#### Reading text:
┏━━

Thanks for posting this. I’ve been playing with it today as I’m not very familiar with Database Events. I think most of the running time is taken by the “curl” connections, so you’re really pretty much at their mercy.

I did my own version of the script, two runs of which took 211 seconds and 216 seconds respectively on my machine, as opposed to the 256 seconds and 240 seconds taken by yours. (I also know where my script saved the database!) It uses multiple text item delimiters, which are only heeded in Snow Leopard and later.

There’s occasionally an error caused by the remote server sending an HTML page which just says “Your browser didn’t send a complete request in time.” The script then errors because it assumes it’s the requested page and tries to parse it accordingly.

on main()
	set pageFetchTime to (current date)
	set pageSource to (do shell script "curl http://www.homedepot.com/buy/?page=[1-100]")
	
	set dbPath to (path to documents folder as text) & "Databases:Home Depot.dbev"
	
	tell application "Database Events"
		launch
		if not (database "Home Depot" exists) then
			try
				open file dbPath
			on error
				make new database with properties {name:"Home Depot"}
				save result in file dbPath
			end try
		end if
	end tell
	
	set astid to AppleScript's text item delimiters
	set AppleScript's text item delimiters to "Email Print "

┗━━

#### To do:
[a] Output the part of the forum post starting with "There’s occasionally an" and going on through "to (current date)", copying it word for word.
[b] Pick up the forum post about the Database Events script from the point where it stops.
The data that comes next is separate from the forum post.

#### Recorded data:
┏━━

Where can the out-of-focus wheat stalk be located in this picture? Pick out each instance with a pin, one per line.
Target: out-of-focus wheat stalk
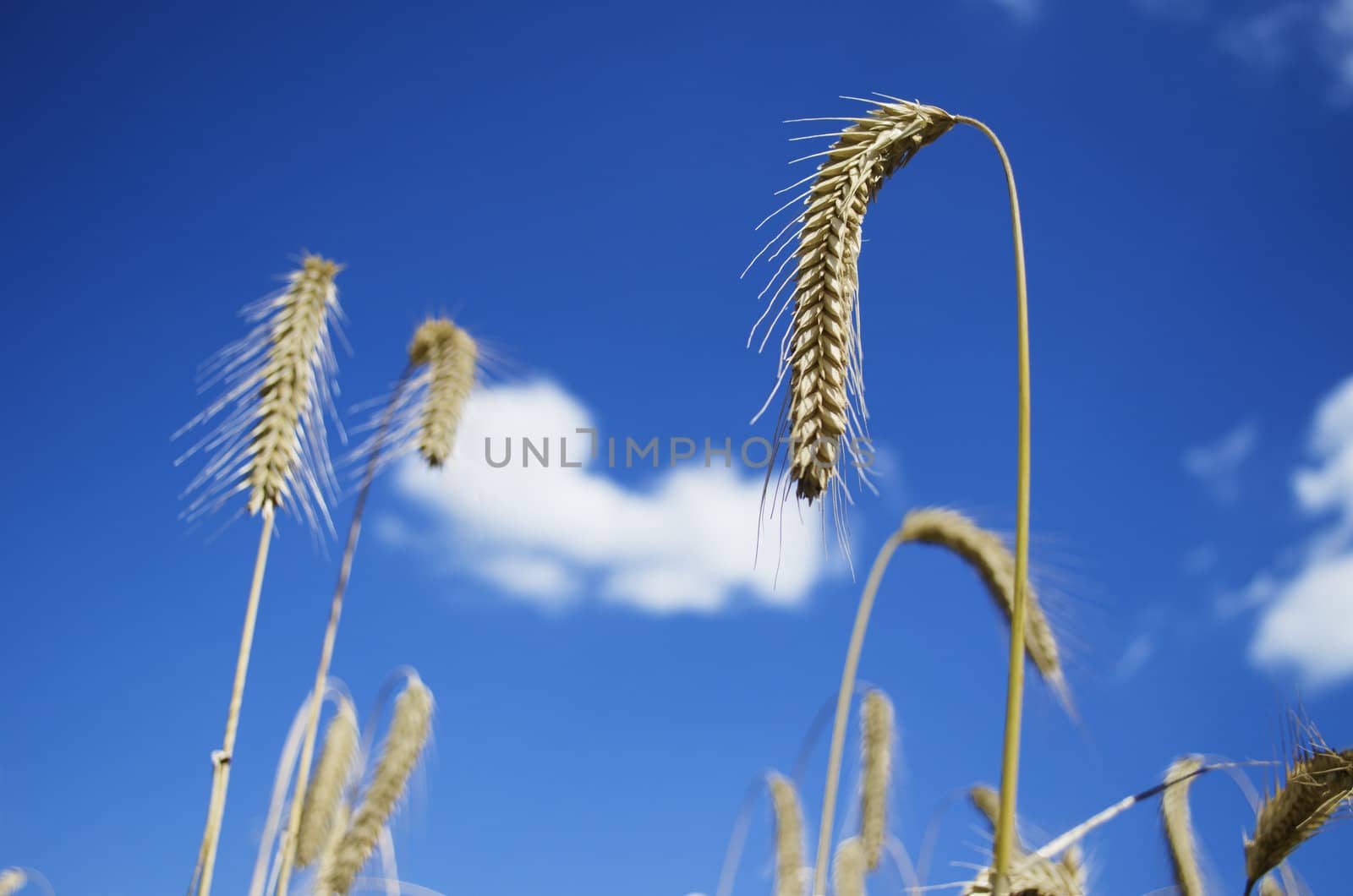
(1179, 826)
(789, 835)
(1317, 787)
(272, 444)
(409, 731)
(877, 734)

┗━━

#### Outputs for the tasks:
[a]
There’s occasionally an error caused by the remote server sending an HTML page which just says “Your browser didn’t send a complete request in time.” The script then errors because it assumes it’s the requested page and tries to parse it accordingly.

on main()
	set pageFetchTime to (current date)

[b]
	considering case
		script o
			property textItems : text items 2 thru -1 of pageSource
		end script
		
		repeat with i from 1 to (count o's textItems)
			-- Get only the part of the line containing the data we want.
			set AppleScript's text item delimiters to " / "
			set theItem to text 1 thru text item -3 of paragraph 1 of item i of o's textItems
			
			-- Everything before the (last) " Model # " in the line is the description.
			set AppleScript's text item delimiters to " Model # "
			set |description| to text 1 thru text item -2 of theItem
			set otherStuff to text item -1 of theItem
			
			-- The price is whatever comes after the last " $" in whatever we have left.
			-- (If running on a machine set up to recognise "." decimal points and "," thousands separators, the price could be coerced to number here.)
			set AppleScript's text item delimiters to " $"
			set price to text item -1 of otherStuff
			set otherStuff to text 1 thru text item -2 of otherStuff
			
			-- The model number comes before the first " Internet # " or " Store S" (if either's present) .
			set AppleScript's text item delimiters to {" Internet # ", " Store S"} -- Requires Snow Leopard or later.
			set model to text item 1 of otherStuff
			
			tell application "Database Events"
				tell database "Home Depot"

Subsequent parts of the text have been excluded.